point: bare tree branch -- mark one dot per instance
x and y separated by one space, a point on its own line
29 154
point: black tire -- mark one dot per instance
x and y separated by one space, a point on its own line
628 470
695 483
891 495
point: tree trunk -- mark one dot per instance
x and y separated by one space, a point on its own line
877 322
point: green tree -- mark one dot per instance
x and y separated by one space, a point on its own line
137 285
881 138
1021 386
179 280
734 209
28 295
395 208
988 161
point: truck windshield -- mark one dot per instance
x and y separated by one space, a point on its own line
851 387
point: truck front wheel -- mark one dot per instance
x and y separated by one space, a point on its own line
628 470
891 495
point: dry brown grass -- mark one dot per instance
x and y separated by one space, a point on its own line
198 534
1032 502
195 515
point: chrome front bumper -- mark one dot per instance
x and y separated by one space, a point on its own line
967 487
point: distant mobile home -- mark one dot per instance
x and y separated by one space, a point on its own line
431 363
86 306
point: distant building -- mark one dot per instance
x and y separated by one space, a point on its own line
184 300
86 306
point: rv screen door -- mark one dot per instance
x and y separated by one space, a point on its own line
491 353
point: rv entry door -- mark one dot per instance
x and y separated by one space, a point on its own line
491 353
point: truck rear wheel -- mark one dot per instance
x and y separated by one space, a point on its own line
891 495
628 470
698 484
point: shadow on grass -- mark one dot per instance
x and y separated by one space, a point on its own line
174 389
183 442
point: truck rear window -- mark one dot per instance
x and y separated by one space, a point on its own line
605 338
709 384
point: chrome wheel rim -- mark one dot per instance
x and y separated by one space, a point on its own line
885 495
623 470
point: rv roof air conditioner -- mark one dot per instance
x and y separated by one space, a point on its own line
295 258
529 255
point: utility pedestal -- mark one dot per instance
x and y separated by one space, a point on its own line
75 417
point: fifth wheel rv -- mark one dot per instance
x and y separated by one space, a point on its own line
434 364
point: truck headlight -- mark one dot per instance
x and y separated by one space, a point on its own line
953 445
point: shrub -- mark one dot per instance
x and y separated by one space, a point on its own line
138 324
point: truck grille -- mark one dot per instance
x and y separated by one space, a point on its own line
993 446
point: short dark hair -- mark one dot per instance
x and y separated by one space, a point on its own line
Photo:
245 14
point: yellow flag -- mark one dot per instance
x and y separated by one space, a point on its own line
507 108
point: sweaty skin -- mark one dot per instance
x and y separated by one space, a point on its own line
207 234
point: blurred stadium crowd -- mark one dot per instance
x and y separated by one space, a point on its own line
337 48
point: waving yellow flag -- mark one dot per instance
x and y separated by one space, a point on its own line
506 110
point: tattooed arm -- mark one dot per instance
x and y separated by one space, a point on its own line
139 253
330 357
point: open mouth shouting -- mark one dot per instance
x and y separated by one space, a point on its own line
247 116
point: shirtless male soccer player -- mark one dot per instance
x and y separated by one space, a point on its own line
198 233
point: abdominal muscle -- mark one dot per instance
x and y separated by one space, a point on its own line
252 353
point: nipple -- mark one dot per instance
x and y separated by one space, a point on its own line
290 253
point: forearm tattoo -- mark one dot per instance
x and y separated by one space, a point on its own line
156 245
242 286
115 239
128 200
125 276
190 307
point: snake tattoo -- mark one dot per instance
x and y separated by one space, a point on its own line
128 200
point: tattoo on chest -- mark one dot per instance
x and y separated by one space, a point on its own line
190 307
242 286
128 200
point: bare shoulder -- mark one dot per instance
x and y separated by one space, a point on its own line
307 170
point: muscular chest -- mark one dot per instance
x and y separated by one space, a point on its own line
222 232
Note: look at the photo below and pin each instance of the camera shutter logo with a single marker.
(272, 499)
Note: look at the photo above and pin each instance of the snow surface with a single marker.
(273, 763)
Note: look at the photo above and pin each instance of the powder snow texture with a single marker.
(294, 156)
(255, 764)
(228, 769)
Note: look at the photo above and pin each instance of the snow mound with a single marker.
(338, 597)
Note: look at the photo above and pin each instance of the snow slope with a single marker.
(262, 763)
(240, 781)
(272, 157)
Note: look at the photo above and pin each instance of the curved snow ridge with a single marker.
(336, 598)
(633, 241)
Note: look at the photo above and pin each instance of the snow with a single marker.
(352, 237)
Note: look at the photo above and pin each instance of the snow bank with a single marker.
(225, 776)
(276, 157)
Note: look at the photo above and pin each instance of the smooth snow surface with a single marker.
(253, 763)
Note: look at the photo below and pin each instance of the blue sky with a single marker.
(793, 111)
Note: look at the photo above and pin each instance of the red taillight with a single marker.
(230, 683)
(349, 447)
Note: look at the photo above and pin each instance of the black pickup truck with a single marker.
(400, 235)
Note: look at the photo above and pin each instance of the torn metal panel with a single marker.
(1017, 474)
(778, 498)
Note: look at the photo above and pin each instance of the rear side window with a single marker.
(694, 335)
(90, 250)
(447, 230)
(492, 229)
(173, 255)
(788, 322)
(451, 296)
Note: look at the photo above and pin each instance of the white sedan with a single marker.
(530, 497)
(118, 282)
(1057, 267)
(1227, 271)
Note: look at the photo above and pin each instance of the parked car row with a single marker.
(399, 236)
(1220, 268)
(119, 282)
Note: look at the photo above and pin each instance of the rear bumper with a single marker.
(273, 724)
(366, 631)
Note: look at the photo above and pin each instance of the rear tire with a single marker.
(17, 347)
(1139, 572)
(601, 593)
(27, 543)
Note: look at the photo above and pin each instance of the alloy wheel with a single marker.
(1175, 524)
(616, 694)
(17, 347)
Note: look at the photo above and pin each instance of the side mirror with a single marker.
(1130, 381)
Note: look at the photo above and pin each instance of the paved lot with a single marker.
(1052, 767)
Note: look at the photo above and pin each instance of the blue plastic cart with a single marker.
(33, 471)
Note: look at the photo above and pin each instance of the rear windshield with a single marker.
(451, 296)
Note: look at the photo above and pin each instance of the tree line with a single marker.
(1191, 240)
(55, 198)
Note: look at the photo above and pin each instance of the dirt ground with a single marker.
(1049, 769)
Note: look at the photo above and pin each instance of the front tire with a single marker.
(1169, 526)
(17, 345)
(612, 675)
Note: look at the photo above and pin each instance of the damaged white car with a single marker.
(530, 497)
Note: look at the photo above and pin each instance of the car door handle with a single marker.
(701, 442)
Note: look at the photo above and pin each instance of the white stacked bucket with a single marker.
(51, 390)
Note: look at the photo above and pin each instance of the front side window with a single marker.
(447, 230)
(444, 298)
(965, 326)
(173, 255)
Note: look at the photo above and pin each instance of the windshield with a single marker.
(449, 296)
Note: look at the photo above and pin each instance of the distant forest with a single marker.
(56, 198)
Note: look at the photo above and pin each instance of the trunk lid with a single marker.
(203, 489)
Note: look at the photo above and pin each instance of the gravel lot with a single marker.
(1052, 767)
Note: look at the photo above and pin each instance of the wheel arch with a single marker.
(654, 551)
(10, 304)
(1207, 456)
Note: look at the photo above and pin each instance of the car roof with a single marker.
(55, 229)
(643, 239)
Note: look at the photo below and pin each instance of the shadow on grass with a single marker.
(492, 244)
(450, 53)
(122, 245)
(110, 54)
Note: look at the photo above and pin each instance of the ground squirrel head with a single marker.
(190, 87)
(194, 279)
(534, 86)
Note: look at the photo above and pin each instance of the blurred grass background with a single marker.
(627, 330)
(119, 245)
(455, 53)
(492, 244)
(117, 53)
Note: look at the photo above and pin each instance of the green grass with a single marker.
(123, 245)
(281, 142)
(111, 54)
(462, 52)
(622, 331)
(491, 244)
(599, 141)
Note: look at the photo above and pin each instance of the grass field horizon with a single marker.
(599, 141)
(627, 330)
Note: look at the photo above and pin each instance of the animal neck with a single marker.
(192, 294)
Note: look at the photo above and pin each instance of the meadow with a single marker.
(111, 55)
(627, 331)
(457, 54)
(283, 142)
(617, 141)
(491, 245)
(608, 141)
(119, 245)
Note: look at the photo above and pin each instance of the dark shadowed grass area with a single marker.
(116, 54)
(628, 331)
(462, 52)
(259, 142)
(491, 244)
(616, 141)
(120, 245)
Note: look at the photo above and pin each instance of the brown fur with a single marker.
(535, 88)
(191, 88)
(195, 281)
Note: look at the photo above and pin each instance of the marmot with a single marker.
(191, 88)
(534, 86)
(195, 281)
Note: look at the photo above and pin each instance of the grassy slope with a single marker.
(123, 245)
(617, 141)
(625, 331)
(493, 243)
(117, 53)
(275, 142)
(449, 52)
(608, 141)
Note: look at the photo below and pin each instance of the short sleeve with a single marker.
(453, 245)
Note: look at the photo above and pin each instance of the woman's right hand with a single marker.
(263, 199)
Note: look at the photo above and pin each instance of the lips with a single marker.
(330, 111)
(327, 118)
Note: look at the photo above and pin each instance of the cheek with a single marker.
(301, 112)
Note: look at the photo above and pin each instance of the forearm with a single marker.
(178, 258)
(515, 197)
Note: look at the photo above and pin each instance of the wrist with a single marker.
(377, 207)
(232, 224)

PROBLEM: Render the rows above as a numbered list, starting at the one that contains "taillight with a single marker." and ending at the one that contains "(1049, 769)", with both included and any blank lines left out.

REPLY:
1. Note: look at the photo above and pin each instance of the red taillight with a single marker.
2. (230, 683)
3. (349, 447)
4. Note: look at the photo above and pin each instance of the black pickup truck with a single marker.
5. (400, 235)
6. Note: look at the photo above and pin each instance of the torn metal panel with a single marker.
7. (1017, 474)
8. (778, 498)
9. Note: look at the photo above and pin each instance of the rear side window with a single marker.
10. (694, 335)
11. (90, 250)
12. (447, 230)
13. (492, 229)
14. (173, 255)
15. (788, 322)
16. (451, 296)
17. Note: look at the photo above and pin each instance of the white sedan with a single marker.
18. (530, 497)
19. (118, 282)
20. (1057, 267)
21. (1227, 271)
22. Note: look at the photo above and pin each instance of the parked car row with a single marker.
23. (399, 236)
24. (1220, 268)
25. (119, 282)
26. Note: look at the photo above and pin each instance of the rear bumper with a single marker.
27. (273, 724)
28. (366, 631)
29. Note: look at the photo above and pin each instance of the rear tire with a single marker.
30. (17, 347)
31. (1139, 572)
32. (601, 593)
33. (27, 543)
34. Note: look at the photo above and pin each instance of the alloy wheel with a single marker.
35. (1175, 524)
36. (616, 694)
37. (17, 347)
38. Note: look at the photo above and pin each instance of the side mirror with a single marker.
39. (1130, 381)
40. Note: look at the photo above and pin each instance of the paved lot with a single marker.
41. (1052, 767)
42. Note: look at the photo above and pin each instance of the blue plastic cart with a single marker.
43. (33, 471)
44. Note: look at the photo above and pin each instance of the rear windshield with a single marker.
45. (451, 296)
46. Note: look at the photo above and pin each instance of the tree line with a single marker.
47. (1191, 240)
48. (55, 198)
49. Note: look at the photo above and pin each instance of the dirt ground with a single marker.
50. (1049, 769)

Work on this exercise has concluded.